Point localization data:
##############################

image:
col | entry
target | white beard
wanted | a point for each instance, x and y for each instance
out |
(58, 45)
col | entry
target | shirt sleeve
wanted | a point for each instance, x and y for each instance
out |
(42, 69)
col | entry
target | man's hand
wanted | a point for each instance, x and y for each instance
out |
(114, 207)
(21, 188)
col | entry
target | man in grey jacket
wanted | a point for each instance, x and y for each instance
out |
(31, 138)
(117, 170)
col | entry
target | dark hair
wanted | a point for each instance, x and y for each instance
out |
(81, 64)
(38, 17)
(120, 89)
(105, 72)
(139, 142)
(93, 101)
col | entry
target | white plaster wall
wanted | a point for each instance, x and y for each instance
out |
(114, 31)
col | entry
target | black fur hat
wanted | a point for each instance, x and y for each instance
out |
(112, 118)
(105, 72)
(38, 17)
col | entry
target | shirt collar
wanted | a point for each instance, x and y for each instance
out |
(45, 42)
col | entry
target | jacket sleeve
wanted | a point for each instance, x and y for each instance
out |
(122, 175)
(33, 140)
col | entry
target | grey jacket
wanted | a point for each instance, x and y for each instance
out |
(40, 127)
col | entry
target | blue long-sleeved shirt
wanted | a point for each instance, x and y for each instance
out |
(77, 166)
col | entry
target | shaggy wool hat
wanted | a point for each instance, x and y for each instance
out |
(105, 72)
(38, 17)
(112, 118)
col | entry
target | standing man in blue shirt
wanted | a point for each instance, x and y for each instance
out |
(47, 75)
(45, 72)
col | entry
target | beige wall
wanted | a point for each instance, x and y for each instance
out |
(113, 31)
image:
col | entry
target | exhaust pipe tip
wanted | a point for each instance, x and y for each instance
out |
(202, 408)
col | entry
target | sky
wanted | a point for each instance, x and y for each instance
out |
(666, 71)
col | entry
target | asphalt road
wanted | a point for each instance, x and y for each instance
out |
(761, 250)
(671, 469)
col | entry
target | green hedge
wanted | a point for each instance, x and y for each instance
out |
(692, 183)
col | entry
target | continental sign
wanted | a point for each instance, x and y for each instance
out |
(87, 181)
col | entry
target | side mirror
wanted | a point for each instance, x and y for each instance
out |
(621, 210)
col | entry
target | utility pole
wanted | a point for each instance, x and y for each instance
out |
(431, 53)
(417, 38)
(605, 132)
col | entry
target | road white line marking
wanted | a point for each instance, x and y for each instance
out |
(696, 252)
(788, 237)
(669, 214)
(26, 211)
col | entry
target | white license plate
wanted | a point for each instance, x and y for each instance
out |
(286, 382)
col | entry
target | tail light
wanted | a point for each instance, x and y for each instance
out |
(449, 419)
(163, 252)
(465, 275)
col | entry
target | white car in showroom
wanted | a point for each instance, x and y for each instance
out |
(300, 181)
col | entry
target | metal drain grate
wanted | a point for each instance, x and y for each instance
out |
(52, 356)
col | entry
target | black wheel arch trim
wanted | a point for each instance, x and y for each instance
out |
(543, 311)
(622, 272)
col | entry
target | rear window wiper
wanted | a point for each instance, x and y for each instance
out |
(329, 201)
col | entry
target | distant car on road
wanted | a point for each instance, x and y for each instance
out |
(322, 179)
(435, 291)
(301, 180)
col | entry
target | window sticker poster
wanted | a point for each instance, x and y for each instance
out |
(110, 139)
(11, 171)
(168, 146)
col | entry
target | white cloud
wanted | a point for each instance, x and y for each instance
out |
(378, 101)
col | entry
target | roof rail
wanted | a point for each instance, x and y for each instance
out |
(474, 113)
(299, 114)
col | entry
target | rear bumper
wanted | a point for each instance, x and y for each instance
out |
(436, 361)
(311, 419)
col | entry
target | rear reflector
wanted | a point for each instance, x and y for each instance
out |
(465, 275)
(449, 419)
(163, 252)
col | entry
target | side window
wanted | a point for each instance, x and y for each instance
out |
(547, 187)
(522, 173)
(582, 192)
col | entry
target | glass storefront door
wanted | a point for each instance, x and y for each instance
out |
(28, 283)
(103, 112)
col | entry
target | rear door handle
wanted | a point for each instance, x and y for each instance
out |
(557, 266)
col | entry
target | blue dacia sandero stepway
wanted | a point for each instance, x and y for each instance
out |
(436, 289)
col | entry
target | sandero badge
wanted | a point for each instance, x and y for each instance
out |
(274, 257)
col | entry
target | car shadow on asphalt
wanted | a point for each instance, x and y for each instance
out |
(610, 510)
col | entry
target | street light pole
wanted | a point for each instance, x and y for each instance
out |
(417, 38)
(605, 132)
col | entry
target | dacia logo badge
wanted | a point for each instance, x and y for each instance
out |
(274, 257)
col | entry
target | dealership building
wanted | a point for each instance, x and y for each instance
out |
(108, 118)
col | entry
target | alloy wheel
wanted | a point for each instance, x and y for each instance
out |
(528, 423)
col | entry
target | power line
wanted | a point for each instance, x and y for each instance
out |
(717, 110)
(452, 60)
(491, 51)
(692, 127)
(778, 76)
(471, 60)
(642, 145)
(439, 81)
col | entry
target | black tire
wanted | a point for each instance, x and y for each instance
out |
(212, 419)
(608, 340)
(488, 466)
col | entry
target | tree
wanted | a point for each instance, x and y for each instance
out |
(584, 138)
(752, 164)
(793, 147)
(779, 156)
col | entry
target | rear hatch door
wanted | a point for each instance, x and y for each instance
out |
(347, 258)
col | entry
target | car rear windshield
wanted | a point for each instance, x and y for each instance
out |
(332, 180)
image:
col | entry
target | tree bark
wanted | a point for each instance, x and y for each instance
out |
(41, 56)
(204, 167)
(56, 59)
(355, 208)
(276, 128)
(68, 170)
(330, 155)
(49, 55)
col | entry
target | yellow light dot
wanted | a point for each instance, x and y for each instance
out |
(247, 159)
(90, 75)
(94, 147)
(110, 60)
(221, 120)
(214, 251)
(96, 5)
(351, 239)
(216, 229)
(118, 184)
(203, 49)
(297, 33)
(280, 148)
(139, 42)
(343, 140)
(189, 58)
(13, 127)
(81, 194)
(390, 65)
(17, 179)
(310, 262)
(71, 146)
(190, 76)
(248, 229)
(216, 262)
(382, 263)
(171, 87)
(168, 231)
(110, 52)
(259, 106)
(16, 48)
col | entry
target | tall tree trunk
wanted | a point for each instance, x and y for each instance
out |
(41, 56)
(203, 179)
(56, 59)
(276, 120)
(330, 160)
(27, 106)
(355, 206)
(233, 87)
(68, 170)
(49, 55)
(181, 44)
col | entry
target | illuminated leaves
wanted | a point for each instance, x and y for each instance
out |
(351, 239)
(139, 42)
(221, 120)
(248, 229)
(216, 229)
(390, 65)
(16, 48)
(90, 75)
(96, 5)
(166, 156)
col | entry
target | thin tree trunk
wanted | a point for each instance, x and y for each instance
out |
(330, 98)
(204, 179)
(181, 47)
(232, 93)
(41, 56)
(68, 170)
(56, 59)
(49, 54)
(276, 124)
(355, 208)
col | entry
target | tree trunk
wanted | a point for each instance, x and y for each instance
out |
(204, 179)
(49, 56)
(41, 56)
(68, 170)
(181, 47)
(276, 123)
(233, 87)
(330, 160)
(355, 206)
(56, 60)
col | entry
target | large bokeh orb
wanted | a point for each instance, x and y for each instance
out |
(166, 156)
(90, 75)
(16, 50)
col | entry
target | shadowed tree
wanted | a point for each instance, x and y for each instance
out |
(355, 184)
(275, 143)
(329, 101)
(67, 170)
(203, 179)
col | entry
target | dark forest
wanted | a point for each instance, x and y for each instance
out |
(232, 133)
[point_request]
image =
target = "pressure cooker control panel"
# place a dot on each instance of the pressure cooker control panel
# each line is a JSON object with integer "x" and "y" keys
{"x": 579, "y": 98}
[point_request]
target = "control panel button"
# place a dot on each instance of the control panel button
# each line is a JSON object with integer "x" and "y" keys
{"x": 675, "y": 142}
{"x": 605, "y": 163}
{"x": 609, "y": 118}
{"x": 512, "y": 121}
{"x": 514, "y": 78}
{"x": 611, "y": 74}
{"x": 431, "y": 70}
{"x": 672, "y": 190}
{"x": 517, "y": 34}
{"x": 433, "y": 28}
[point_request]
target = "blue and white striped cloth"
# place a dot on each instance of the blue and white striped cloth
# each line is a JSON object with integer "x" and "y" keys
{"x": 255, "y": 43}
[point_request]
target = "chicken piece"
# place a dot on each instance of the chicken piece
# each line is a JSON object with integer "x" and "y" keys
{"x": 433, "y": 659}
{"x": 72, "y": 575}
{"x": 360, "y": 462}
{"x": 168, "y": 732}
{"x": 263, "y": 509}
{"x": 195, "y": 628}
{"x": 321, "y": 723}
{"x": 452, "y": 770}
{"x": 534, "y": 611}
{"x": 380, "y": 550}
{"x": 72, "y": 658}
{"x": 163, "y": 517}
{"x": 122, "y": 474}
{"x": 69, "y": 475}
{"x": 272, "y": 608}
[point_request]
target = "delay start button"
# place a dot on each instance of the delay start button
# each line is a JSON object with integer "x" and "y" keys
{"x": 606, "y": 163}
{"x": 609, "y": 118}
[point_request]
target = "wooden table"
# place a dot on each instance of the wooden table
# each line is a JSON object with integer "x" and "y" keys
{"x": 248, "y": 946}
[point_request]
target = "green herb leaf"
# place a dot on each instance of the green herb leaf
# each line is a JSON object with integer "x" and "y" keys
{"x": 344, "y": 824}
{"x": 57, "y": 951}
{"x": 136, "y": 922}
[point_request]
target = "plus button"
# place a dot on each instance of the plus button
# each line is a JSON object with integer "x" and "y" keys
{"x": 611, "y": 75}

##############################

Work to be completed:
Once you have counted the lines above that contain "road", give that number alone.

Worked solution:
3